* Задания:
A - Перепишите дословно фрагмент текста о празднике Люсии от слов «День святой Люсии» до слов «стоять на скале.» включительно.
B - Назовите все товары, которые, согласно тексту о празднике Люсии, мирно соседствовали в супермаркете небольшого городка в финской Лапландии.

* Исходный текст:

*-*-*

День святой Люсии отмечается торжественным карнавальным шествием детей со свечами в руках. Фото Reuters
…Одни говорят, что это была святая мученица из Сиракуз. Другие – что просто жена шведского рыбака. В темное декабрьское время рыбак ушел в море, должен был возвращаться, но то ли силы зла, то ли зимние ветры погасили маяк. Жена рыбака вышла к причалу с фонарем, на нее ополчились черти и убили ее. Но призрак рыбачки Люсии с фонарем остался стоять на скале.
В Петербурге стоит практически полярная ночь. Это не преувеличение – как-то случилось мне побыть в это время в финской Лапландии, в небольшом городке, где в местном супермаркете туристические сувениры мирно соседствовали с граблями, лопатами и разной прочей сельской утварью. В середине дня там были такие же сумерки, как в Питере, только снег белее и фонари поярче, чем в некоторых наших спальных районах. Считается, что у нас в отличие от жителей Заполярья все-таки есть восход солнца, но в основном он чисто теоретический: недолгому слабому солнечному свету трудно прорваться сквозь тучи. Но зато в наших краях все больше приживается праздник, который 13 декабря опять праздновал скандинавский мир, – праздник Люсии. Он снова отмечался в Выборгском замке и в шведской церкви Св. Екатерины. Это праздник света. Люсия – красивая девушка в белом платье (выборы Люсии – неотъемлемая часть подготовки к празднику) в окружении свиты из таких же красивых девушек и девочек в белом приходит в темный мир, освещая его свечами.

*-*-*

* Сохранённые данные:
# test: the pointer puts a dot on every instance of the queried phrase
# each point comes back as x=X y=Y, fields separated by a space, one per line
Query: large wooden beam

*-*-*

* Ответы по заданиям:
A -
День святой Люсии отмечается торжественным карнавальным шествием детей со свечами в руках. Фото Reuters
…Одни говорят, что это была святая мученица из Сиракуз. Другие – что просто жена шведского рыбака. В темное декабрьское время рыбак ушел в море, должен был возвращаться, но то ли силы зла, то ли зимние ветры погасили маяк. Жена рыбака вышла к причалу с фонарем, на нее ополчились черти и убили ее. Но призрак рыбачки Люсии с фонарем остался стоять на скале.

B -
- туристические сувениры
- грабли
- лопаты
- разная прочая сельская утварь